**ABOUT THIS TASK**:
In the article below on graphics card supply, condense the paragraph beginning "The single most important reason for the stock improvement" into a short bulleted list that keeps its main facts.
(Beginning of TEXT PROVIDED)
The precarious supply situation on some of the Best Graphics cards from AMD and Nvidia seems to be improving somewhat. After months of supply shock with demand outstripping supply to the point that all stock sold within minutes, hundreds of AMD RX 6000 and Nvidia's RTX 30 cards are now available to order throughout the PC hardware retailer and etailer chain. This is a far cry from months of supply conditions that offered themselves to "blink and you'll miss it" comparisons. And yet prices haven't evolved on par with the supply.
PC hardware retailers and price comparison sites in France, Germany and Portugal (on the EU side of the equation) all showcase the same trend, with hundreds of individually referenced graphics cards available in variable quantities from various retailers. The case seems to be the same in the United States: Newegg sees multiple graphics cards listed across manufacturers, and yet stocks aren't being immediately emptied. In fact, we've just reported on supply levels for PC components and consumer electronics that are actually 29% and 55% higher than pre-pandemic levels - there's seemingly no immediate threat of undersupply. We can infer that thousands of cards are sitting in storage rooms from these four distributors alone. So what gives?
The single most important reason for the stock improvement is likely related to the recent cryptocurrency market crash, which saw a severe drop in Ethereum's valuation. Lower cryptocurrency values mean that any new investment will take longer to recoup: we've recently done the math for you, arriving at 500+ days of mining to break even in the best-case scenarios. In addition, the Ethereum ecosystem is slowly moving away from mining Proof of Work (PoW) as a reward mechanism in favor of Proof of Stake (PoS), which doesn't instill much confidence in time-locked mining investments. And as always, we have to mention the caveat of how fickle (and explosive) cryptocurrency pricing can be. But the apparent absence of the crazy demand for graphics cards that mining brings to the table hasn't translated much into graphics card pricing yet.
However, the global supply chain is still reeling from the COVID-19 demand spike: silicon designers such as AMD and Nvidia retailers were hit by higher wafer prices. In general, companies prefer to keep their margins steady and pass the additional costs over to the next step in the chain. Distributors, in turn, also charge higher prices for each graphics card to retailers.
It can be the case that retailers are now starting to sit on graphics card inventory that isn't moving due to a lack of demand at the currently-practiced pricing structure. It can certainly be argued that since neither AMD nor Nvidia has introduced new graphics cards families recently, users that could and were willing to pay above sticker price for their GPUs are already mostly served by the market. The fact that both companies will introduce their next-gen graphics products later this year also doesn't lead savvy customers to buy graphics cards routinely priced at above 100% markups.
It seems that retailers are now starting to accumulate unsold inventory, which should mean we are entering a period where the supply/demand equation can kick in again. If this happens, then graphics cards pricing should decline as retailers slowly bring them down - in turn attracting those remaining buyers.
(End of TEXT PROVIDED)
(Beginning of SUPPLIED INFORMATION)
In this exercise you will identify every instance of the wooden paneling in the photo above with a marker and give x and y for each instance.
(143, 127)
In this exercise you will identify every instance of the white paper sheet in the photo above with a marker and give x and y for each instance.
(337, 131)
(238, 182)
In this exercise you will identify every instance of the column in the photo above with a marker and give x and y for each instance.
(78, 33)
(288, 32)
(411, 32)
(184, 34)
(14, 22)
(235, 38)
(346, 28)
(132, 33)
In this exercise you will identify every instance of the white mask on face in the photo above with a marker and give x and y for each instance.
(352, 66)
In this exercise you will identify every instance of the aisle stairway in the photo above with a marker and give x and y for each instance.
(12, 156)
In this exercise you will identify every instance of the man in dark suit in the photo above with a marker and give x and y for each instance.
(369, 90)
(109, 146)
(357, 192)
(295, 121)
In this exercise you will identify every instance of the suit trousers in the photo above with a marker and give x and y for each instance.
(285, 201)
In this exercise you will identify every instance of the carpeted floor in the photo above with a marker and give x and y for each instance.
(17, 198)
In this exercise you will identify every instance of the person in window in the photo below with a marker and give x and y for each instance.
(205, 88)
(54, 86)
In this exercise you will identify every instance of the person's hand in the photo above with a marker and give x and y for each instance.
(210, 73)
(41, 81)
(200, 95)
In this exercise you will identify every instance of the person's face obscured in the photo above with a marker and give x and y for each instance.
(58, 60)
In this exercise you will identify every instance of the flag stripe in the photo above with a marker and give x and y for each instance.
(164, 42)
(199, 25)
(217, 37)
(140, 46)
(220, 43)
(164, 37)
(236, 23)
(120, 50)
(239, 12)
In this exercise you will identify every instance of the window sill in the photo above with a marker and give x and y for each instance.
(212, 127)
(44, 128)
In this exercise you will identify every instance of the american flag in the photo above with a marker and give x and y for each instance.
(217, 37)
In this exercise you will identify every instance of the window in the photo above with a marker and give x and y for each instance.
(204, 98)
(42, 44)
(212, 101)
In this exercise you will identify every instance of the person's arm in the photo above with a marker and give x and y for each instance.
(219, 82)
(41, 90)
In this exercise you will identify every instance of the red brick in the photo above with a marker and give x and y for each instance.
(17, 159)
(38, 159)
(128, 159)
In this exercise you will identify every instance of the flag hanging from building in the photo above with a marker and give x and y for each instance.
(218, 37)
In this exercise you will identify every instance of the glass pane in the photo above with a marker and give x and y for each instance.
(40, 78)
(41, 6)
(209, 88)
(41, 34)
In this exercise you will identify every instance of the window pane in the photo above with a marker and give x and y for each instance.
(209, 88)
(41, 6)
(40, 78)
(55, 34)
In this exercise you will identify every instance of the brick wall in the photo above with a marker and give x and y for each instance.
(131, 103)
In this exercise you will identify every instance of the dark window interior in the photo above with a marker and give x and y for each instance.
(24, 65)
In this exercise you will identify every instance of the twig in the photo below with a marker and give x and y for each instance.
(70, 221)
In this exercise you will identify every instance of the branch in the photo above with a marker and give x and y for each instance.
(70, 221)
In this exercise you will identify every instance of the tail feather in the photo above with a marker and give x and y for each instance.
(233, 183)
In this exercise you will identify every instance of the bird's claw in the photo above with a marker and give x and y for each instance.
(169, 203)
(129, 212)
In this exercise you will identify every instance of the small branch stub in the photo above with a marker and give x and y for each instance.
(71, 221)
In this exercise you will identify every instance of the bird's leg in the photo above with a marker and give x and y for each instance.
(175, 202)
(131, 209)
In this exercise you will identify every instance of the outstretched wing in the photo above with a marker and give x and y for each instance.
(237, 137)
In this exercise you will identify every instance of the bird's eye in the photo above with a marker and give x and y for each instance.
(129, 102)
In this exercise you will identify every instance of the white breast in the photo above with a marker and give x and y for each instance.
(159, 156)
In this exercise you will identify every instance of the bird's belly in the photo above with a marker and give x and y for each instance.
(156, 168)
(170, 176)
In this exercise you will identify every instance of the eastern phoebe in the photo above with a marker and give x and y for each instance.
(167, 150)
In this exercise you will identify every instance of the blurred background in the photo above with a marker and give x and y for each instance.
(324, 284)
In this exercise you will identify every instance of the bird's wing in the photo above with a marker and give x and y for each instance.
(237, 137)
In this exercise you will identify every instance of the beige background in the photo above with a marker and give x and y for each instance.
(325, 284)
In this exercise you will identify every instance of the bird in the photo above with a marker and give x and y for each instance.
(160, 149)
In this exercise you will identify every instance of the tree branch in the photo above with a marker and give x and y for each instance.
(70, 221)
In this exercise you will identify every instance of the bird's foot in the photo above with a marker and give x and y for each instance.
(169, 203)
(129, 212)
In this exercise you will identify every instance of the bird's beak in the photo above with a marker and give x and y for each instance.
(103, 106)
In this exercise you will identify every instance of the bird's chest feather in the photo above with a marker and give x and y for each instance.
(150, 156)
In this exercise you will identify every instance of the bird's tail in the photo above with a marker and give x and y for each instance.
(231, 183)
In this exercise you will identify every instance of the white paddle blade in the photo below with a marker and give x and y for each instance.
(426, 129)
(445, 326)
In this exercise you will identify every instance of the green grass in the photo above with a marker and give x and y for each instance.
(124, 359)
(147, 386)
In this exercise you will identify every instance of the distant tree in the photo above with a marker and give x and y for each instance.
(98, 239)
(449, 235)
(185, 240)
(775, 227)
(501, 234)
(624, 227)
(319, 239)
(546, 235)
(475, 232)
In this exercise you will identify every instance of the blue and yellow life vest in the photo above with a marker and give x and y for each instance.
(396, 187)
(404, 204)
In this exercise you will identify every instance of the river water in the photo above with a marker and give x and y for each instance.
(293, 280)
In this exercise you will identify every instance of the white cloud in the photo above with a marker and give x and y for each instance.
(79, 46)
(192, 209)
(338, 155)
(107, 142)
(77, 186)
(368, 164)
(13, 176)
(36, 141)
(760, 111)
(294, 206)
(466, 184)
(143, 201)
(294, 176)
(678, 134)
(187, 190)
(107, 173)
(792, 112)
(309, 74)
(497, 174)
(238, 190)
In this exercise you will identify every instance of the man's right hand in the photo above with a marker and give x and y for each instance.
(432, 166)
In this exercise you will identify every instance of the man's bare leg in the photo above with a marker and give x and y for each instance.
(End of SUPPLIED INFORMATION)
**EXERCISE ANSWER**:
- The likeliest main reason for better stock is the recent cryptocurrency market crash, which sharply cut Ethereum's valuation.
- Lower cryptocurrency values make new mining investments slower to recoup: 500+ days to break even in the best cases.
- Ethereum is gradually shifting from Proof of Work (PoW) mining rewards to Proof of Stake (PoS), which weakens confidence in time-locked mining investments.
- Cryptocurrency pricing remains fickle and explosive.
- The apparent drop in mining-driven demand has not yet had much effect on graphics card prices.